───── Items

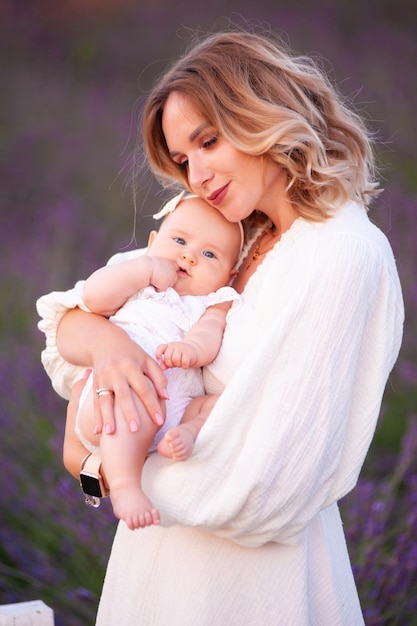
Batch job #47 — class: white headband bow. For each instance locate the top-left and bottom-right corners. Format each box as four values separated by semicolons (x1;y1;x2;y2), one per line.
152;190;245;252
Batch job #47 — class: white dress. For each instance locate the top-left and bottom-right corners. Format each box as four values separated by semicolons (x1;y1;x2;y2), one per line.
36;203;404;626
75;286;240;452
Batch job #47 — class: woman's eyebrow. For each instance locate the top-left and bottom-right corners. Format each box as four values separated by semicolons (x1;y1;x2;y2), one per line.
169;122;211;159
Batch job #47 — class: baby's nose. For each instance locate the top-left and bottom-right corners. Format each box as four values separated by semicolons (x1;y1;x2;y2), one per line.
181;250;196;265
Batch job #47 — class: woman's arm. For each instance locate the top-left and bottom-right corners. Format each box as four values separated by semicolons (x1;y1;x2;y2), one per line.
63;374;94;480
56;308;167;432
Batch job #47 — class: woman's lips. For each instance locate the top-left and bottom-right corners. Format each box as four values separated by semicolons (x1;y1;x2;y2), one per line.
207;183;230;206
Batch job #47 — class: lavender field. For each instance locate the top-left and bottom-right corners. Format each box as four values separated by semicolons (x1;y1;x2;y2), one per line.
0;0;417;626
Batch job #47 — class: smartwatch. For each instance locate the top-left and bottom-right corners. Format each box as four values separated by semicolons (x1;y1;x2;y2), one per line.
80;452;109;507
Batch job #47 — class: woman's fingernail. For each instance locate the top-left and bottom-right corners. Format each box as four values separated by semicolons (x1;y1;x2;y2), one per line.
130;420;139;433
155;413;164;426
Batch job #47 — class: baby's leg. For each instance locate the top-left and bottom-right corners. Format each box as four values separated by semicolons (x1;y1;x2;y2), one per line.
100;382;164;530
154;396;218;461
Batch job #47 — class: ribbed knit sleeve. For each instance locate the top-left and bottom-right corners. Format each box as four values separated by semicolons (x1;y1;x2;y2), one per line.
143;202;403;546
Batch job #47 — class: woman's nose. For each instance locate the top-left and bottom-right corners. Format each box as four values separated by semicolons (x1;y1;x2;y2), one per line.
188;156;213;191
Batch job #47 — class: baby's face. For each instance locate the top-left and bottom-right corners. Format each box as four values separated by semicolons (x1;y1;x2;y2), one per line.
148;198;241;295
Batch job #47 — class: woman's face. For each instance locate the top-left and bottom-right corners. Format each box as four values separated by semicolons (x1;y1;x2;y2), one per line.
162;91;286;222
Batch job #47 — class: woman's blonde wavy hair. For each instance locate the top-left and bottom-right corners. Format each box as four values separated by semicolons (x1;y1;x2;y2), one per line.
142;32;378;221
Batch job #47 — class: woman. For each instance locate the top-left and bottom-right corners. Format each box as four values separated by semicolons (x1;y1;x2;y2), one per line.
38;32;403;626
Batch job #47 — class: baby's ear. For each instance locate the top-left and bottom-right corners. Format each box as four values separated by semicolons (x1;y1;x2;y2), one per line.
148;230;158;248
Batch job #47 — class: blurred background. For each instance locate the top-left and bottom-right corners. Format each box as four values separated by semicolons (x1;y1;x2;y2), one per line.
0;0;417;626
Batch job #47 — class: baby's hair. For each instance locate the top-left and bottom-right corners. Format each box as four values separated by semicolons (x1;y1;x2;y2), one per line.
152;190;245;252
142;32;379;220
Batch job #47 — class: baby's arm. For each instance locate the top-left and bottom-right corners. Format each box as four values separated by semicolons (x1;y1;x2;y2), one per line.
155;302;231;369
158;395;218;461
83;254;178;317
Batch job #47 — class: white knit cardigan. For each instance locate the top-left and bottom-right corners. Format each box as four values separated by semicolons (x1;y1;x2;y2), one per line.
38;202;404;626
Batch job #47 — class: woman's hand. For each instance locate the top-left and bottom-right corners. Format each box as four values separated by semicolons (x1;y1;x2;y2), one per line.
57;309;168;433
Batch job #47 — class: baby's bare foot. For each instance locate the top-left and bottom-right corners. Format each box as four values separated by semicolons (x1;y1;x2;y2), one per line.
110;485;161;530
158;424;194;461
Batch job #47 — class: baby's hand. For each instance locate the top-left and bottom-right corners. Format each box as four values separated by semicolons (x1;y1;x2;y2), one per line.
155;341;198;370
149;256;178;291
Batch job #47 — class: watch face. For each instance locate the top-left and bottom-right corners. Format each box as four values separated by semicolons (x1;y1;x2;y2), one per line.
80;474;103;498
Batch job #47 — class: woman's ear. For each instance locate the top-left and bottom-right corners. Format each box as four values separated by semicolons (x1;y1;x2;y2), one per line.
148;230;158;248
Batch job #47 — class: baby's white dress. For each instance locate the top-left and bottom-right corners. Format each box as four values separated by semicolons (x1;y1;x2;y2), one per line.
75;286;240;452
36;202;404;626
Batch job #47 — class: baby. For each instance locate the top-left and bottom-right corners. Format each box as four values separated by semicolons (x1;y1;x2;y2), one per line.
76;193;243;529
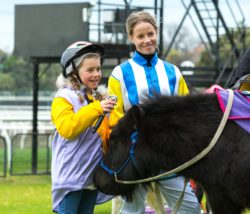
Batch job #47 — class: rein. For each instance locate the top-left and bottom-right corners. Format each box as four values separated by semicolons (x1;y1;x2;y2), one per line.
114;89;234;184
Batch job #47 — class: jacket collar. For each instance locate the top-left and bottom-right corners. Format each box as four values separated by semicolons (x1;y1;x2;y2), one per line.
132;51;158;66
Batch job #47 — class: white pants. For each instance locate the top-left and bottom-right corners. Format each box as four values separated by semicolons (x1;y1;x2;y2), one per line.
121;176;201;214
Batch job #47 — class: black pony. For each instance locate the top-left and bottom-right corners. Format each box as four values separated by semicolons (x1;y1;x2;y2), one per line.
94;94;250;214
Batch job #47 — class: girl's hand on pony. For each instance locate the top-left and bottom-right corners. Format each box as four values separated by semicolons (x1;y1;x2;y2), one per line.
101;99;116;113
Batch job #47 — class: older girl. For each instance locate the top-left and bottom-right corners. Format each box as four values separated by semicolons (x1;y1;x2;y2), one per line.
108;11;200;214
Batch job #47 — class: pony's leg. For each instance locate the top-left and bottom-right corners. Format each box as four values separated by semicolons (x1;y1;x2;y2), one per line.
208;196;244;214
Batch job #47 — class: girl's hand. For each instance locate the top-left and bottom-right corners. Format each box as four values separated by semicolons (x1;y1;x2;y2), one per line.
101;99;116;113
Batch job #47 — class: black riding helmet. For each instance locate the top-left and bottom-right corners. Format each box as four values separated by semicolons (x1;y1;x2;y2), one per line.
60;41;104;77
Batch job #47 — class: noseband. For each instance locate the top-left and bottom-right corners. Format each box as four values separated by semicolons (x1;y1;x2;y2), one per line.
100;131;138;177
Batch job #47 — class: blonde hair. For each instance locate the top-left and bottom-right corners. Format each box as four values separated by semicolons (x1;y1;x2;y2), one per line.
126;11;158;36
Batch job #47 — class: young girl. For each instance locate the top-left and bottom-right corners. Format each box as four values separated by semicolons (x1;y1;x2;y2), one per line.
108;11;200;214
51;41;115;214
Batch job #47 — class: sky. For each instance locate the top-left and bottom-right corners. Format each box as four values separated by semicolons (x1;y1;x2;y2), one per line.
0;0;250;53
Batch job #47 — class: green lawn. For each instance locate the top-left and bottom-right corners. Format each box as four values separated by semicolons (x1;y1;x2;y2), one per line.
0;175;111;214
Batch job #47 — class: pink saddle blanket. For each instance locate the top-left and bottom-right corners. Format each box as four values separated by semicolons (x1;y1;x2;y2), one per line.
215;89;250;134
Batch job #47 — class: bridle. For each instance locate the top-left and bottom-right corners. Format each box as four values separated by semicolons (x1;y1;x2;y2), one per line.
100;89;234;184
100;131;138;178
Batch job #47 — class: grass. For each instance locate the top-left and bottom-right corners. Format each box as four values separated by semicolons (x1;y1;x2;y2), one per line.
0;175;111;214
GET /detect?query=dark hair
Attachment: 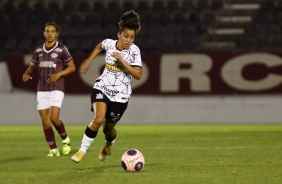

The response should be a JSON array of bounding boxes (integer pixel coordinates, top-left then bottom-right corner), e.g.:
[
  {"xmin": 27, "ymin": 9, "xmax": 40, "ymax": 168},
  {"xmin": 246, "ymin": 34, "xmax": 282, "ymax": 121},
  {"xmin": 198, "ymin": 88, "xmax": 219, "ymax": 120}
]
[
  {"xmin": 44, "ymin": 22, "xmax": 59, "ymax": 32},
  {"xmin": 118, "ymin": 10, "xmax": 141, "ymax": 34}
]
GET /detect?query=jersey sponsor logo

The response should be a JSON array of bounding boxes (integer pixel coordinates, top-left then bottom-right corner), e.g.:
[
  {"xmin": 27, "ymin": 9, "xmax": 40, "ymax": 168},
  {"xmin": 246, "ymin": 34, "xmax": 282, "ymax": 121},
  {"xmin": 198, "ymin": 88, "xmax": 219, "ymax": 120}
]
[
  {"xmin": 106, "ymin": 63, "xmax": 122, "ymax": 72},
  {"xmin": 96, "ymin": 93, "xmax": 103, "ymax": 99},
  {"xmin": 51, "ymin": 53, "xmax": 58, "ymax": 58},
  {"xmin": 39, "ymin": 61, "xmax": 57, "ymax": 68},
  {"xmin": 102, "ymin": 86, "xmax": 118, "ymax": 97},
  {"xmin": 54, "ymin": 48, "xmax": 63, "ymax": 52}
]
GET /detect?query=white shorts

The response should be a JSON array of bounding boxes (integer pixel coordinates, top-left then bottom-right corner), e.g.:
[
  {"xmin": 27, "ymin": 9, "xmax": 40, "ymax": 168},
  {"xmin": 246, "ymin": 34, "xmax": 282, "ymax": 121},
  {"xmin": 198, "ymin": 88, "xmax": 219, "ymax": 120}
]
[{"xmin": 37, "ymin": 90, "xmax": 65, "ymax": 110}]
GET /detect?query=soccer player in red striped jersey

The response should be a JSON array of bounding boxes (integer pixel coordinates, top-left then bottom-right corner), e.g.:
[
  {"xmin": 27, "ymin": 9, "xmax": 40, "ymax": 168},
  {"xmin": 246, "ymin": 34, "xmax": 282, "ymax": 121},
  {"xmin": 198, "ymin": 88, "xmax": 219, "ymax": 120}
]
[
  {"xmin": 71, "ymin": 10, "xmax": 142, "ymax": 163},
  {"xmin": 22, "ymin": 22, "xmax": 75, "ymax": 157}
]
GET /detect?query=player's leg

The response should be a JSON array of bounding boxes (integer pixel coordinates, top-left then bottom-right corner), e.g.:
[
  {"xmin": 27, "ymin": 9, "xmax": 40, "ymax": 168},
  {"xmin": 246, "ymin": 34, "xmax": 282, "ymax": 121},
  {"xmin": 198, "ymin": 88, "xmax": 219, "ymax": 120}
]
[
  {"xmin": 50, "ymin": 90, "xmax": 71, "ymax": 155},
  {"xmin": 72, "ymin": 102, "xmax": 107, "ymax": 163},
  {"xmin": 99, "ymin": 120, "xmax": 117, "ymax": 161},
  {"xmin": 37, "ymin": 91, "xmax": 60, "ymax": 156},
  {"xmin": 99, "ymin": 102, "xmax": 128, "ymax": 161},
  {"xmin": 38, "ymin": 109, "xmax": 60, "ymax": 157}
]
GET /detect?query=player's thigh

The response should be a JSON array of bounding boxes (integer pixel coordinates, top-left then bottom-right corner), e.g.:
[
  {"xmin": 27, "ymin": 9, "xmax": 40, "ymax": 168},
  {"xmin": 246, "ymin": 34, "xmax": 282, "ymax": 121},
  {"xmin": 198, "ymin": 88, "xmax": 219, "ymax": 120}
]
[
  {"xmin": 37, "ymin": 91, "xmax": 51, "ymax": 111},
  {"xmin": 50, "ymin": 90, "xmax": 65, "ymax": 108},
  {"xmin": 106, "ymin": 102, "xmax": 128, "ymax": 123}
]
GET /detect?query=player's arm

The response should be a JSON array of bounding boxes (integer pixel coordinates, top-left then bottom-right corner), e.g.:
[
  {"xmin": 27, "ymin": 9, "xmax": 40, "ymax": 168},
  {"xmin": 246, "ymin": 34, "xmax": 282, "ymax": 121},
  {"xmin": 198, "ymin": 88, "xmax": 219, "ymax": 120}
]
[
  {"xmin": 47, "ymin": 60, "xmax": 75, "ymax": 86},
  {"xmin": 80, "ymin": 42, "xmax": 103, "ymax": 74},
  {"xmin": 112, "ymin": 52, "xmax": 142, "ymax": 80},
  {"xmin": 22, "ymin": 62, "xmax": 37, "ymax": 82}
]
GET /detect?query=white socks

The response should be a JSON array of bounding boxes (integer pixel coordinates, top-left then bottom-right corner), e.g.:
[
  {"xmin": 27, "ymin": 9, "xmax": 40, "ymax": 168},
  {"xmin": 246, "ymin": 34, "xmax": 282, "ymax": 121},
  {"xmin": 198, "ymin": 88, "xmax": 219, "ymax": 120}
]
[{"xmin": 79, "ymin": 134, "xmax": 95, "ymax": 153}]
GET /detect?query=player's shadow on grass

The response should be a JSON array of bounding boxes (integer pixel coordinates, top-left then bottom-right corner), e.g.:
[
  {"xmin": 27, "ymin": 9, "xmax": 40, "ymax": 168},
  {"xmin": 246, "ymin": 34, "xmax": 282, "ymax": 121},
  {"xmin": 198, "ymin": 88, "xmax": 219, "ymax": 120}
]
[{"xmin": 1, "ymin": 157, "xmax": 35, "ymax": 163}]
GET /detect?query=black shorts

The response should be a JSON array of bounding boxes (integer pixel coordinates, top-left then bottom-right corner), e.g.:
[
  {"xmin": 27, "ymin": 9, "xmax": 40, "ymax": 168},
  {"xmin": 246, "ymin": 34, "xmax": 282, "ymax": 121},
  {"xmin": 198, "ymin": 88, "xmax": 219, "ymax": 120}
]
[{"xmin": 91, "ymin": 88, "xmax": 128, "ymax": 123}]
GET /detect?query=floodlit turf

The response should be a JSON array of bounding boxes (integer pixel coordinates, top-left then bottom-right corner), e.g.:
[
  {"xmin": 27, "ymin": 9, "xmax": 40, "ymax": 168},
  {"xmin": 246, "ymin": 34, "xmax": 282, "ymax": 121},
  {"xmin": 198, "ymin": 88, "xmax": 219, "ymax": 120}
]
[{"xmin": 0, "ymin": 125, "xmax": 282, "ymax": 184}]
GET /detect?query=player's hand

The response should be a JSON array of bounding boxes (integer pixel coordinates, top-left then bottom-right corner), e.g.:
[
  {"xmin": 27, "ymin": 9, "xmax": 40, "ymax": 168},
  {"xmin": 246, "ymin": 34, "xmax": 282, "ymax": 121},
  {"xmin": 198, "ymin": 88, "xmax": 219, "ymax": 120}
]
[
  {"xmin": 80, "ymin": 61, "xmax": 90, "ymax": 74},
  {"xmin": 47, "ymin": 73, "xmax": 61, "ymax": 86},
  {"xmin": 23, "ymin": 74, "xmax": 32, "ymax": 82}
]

──────────

_Direction:_
Express the entries from the line that contains "Batch job #47 — class: smartwatch." through the line that contains "80;452;109;507" as a two-column CSV with the headers instruction and boxes. Give one row per entry, put each field in quotes, and turn any line breaks into spaces.

_Output below:_
instruction,boxes
"Batch job #47 — class: smartwatch. For each instance locate the top-left and bottom-right corners. Format each box as four values separated by semicolons (x1;y1;x2;y2), one per line.","80;452;109;507"